В числе примечательных публицистических работ в 1989 г. Шафаревич опубликовал в журнале «Новый мир» (№ 7) статью «Две дороги — к одному обрыву» с критикой и социализма, и западной демократии. В 1990 г. подписал знаменитое «Письмо 74-х» («Литературная Россия», 2.3.1990), обращенное к властям СССР с протестом против русофобии в «перестроечных» СМИ:

«Под знамёнами объявленной “демократизации”, строительства “правового государства”, под лозунгами борьбы с “фашизмом и расизмом” в нашей стране разнуздались силы общественной дестабилизации, на передний край идеологической перестройки выдвинулись преемники откровенного расизма. Их прибежище — многомиллионные по тиражам центральные периодические издания, теле- и радиоканалы, вещающие на всю страну...

======

Продолжите отрывок о Шафаревиче и «Письме 74-х», начиная сразу после его последнего предложения.

> _Исходные данные_:
======

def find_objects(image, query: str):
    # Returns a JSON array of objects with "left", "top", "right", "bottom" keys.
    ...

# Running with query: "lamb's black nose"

======

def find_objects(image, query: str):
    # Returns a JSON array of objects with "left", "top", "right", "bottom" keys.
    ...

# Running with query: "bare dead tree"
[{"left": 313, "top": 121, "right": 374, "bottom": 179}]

======

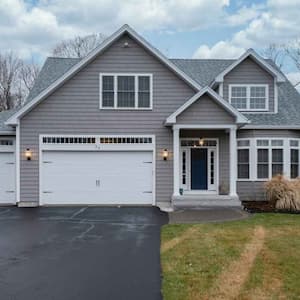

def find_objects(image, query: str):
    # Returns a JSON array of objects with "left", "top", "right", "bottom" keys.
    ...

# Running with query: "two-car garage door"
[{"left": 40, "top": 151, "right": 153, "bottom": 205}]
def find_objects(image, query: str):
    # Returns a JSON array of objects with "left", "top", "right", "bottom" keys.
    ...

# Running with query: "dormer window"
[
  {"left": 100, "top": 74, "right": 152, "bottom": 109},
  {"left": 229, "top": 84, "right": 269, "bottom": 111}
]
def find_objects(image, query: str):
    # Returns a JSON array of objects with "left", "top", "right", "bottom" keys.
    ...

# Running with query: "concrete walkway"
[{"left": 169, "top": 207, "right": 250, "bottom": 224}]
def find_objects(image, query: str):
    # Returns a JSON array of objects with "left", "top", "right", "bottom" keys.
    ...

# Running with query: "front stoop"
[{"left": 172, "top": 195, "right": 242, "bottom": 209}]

======

> _Ответ на задание_:
Русофобия в средствах массовой информации ССР сегодня догнала и перегнала зарубежную, заокеанскую антирусскую пропаганду. <…> Русский человек сплошь и рядом нарекается “великодержавным шовинистом”, угрожающим другим нациям и народам. Для этого лживо, глумливо переписывается история России, так, что защита Отечества, святая героика русского патриотического чувства трактуется как “генетическая” агрессивность, самодовлеющий милитаризм. <…> “Прогрессивная” пресса, в том числе и органы ЦК КПСС, насаждает кощунственное понятие “русского фашизма”…»

В эти годы намечается расхождение И.Р. с Солженицыным, который долго воздерживался от включения во внутрироссийскую борьбу между «малым народом» и русскими патриотами за исход «перестройки». Первую свою публицистическую работу, предназначенную для российской печати, Солженицын назвал почти оптимистически — «Как нам обустроить Россию?» (1990). Шафаревич как бы в ответ на это оценивал ситуацию точнее: «Можно ли еще спасти Россию?» (название его статьи в «Комсомольской правде» 18.10.1990) — то есть прежде чем обустраивать, ее надо было защитить и уже не только от коммунистов...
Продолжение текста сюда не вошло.